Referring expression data
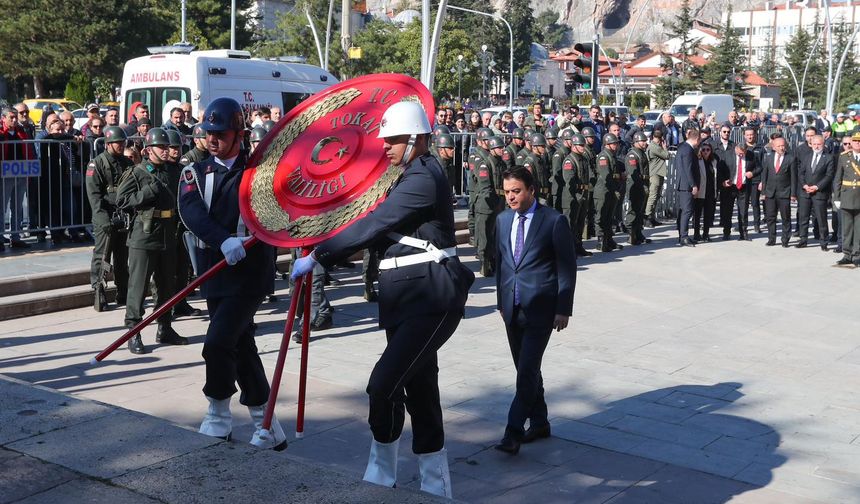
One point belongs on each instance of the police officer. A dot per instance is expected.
(562, 150)
(183, 262)
(443, 151)
(576, 176)
(590, 155)
(479, 155)
(533, 160)
(257, 135)
(509, 157)
(846, 198)
(420, 303)
(149, 191)
(487, 206)
(637, 188)
(109, 224)
(235, 293)
(200, 150)
(606, 193)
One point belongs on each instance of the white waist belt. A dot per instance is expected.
(398, 262)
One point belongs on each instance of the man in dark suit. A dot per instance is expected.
(422, 297)
(777, 186)
(687, 168)
(739, 167)
(534, 288)
(814, 181)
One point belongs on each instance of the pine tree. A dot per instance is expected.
(727, 61)
(680, 29)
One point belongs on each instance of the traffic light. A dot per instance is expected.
(588, 63)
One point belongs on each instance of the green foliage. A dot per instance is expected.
(727, 61)
(680, 29)
(549, 32)
(79, 88)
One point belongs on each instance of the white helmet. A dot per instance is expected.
(404, 118)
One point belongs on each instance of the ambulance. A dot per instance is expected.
(175, 74)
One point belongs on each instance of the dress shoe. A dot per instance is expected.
(321, 323)
(167, 336)
(535, 433)
(185, 310)
(844, 262)
(135, 345)
(370, 294)
(509, 445)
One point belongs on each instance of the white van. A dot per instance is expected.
(720, 104)
(162, 81)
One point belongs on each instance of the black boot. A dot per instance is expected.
(99, 300)
(167, 336)
(135, 345)
(369, 293)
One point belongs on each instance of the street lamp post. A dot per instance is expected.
(486, 60)
(511, 34)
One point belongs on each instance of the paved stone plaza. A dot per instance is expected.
(725, 373)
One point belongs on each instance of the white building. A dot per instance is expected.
(781, 20)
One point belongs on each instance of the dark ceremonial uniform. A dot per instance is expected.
(420, 305)
(234, 293)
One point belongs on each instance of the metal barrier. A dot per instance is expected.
(43, 184)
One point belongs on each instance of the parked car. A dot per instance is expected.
(58, 104)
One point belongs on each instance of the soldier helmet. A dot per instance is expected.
(441, 129)
(114, 134)
(156, 137)
(223, 114)
(445, 141)
(257, 134)
(175, 137)
(484, 133)
(199, 132)
(404, 118)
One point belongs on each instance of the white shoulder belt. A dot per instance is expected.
(431, 253)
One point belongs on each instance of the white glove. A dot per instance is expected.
(303, 266)
(233, 249)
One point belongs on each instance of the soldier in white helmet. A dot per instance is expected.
(422, 295)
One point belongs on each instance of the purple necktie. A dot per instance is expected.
(518, 252)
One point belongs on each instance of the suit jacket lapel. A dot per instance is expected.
(534, 227)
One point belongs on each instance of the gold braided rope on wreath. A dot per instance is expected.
(264, 203)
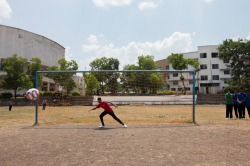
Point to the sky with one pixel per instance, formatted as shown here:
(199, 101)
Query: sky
(126, 29)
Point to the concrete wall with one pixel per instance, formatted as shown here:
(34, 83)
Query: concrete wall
(29, 45)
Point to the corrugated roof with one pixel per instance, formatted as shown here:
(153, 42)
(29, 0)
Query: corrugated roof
(32, 33)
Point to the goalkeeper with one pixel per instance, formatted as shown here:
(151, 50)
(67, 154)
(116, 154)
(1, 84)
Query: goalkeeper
(107, 110)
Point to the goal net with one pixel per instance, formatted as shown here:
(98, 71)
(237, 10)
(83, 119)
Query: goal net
(141, 96)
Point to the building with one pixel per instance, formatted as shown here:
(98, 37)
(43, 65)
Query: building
(30, 45)
(210, 79)
(81, 85)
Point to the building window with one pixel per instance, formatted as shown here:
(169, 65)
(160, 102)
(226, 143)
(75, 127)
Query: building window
(204, 78)
(225, 61)
(214, 55)
(216, 77)
(175, 75)
(203, 67)
(215, 66)
(203, 55)
(175, 83)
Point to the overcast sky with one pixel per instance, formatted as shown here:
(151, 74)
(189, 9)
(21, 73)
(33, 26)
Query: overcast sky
(126, 29)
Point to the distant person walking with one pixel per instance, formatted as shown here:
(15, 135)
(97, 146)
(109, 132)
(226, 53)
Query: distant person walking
(241, 100)
(10, 104)
(44, 104)
(229, 104)
(235, 103)
(248, 102)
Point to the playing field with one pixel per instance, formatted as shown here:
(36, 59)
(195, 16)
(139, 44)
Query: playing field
(150, 139)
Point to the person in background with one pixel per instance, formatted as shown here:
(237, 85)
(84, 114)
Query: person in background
(235, 103)
(248, 102)
(10, 104)
(241, 98)
(229, 104)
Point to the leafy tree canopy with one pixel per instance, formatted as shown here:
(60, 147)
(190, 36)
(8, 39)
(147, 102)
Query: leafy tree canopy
(15, 78)
(64, 79)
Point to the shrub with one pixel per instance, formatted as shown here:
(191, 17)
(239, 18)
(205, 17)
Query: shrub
(75, 93)
(6, 95)
(230, 87)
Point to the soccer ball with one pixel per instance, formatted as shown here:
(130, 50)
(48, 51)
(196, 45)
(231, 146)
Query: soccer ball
(32, 94)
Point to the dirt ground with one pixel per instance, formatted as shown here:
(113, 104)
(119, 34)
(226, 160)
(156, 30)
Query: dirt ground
(205, 143)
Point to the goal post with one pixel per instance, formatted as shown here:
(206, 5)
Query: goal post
(116, 76)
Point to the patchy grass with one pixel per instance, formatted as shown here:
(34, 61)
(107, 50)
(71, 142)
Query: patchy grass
(128, 114)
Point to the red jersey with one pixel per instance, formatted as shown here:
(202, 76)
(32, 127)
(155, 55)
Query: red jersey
(105, 106)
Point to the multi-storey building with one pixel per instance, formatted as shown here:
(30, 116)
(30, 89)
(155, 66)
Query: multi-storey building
(210, 79)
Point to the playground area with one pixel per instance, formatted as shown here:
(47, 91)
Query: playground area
(150, 139)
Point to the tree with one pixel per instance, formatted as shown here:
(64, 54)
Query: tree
(91, 82)
(33, 68)
(178, 62)
(109, 79)
(64, 79)
(238, 52)
(16, 78)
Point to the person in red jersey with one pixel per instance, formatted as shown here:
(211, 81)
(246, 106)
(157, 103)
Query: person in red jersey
(107, 110)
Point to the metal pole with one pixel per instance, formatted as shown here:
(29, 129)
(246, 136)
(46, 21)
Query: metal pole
(194, 96)
(37, 99)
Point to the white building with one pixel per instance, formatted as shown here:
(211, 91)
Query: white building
(29, 45)
(81, 85)
(212, 76)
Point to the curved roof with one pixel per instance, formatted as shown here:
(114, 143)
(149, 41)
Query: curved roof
(32, 33)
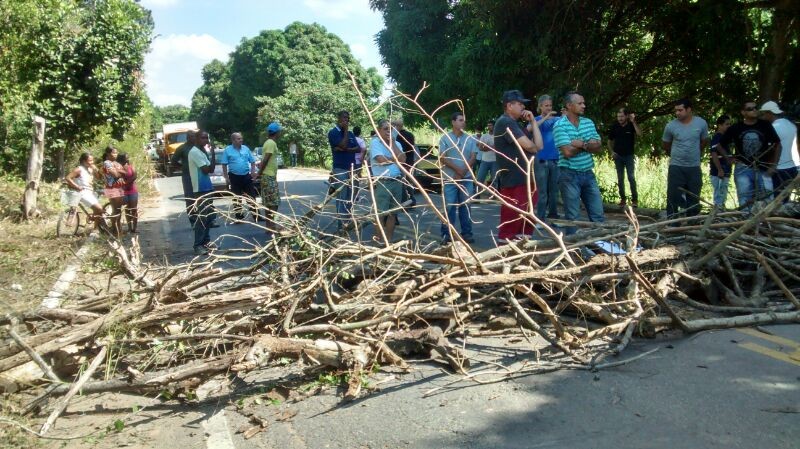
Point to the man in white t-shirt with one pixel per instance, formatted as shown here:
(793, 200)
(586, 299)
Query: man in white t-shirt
(293, 153)
(789, 160)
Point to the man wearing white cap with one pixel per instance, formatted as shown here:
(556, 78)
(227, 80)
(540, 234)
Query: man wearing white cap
(789, 160)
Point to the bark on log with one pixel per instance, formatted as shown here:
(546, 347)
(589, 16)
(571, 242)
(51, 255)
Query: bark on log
(34, 174)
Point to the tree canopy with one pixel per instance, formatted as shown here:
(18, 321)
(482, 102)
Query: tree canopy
(76, 63)
(174, 113)
(283, 70)
(643, 54)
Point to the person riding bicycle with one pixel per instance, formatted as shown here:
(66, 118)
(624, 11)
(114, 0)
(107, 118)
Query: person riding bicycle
(80, 179)
(114, 183)
(131, 193)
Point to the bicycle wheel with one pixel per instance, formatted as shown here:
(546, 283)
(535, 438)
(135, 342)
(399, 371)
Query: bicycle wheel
(69, 222)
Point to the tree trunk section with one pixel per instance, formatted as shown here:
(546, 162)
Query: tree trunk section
(34, 175)
(776, 56)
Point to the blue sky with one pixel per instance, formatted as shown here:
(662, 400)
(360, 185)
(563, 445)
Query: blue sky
(190, 33)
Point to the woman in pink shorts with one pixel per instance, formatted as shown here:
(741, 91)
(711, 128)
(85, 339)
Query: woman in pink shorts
(131, 193)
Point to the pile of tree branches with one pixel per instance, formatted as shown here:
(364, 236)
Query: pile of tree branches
(332, 303)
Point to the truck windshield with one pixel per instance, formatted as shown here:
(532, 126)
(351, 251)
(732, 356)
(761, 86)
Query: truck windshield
(176, 138)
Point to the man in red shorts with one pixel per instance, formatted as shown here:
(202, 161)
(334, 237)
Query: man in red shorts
(514, 150)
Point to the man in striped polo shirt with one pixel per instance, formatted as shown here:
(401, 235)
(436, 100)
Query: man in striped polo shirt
(577, 139)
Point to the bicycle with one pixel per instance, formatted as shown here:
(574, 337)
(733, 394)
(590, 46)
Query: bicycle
(74, 219)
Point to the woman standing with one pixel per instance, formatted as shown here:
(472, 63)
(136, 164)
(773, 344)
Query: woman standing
(80, 179)
(113, 183)
(131, 193)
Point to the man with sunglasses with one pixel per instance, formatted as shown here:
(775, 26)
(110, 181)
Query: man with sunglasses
(757, 150)
(683, 141)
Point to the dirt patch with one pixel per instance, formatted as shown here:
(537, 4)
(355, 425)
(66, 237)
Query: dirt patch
(33, 257)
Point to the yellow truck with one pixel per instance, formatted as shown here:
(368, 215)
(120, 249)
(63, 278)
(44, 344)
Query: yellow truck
(174, 135)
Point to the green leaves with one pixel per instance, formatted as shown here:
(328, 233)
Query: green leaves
(78, 64)
(296, 76)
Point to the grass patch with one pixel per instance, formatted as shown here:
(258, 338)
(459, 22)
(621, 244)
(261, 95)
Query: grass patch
(33, 257)
(651, 181)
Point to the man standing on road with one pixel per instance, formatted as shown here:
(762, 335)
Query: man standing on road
(545, 169)
(757, 150)
(202, 214)
(720, 163)
(457, 152)
(621, 144)
(181, 156)
(577, 140)
(238, 167)
(406, 139)
(789, 161)
(683, 141)
(514, 149)
(268, 172)
(388, 179)
(344, 148)
(293, 153)
(488, 158)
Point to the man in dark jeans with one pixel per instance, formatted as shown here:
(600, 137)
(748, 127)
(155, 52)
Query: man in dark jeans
(621, 142)
(406, 139)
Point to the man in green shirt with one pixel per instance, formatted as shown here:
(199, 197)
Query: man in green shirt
(577, 140)
(270, 196)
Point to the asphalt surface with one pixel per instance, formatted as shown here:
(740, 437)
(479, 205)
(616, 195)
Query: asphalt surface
(721, 389)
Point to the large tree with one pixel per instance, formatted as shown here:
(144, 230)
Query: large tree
(300, 58)
(77, 63)
(643, 54)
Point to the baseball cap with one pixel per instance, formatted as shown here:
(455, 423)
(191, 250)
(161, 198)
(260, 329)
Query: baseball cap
(771, 106)
(513, 95)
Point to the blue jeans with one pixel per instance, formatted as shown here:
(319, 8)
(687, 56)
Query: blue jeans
(626, 164)
(546, 174)
(202, 215)
(720, 186)
(456, 197)
(577, 186)
(344, 199)
(486, 167)
(782, 178)
(751, 185)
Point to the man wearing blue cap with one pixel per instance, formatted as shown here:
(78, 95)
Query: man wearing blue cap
(270, 196)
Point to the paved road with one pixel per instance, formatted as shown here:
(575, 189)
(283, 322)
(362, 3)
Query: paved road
(171, 238)
(722, 389)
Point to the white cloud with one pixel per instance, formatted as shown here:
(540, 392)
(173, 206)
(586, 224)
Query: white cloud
(173, 66)
(360, 51)
(151, 4)
(338, 9)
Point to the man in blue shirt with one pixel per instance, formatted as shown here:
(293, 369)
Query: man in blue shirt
(199, 167)
(238, 164)
(344, 148)
(545, 168)
(457, 153)
(577, 139)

* PROBLEM STATEMENT *
An exact copy of the lines from the one holding "Point to the man in blue" through the end of the data is the whole answer.

* EXPECTED ANSWER *
Point to the man in blue shirt with one pixel per instance, formatted as shown here:
(293, 369)
Query: man in blue shirt
(199, 167)
(238, 164)
(344, 148)
(545, 168)
(457, 153)
(577, 139)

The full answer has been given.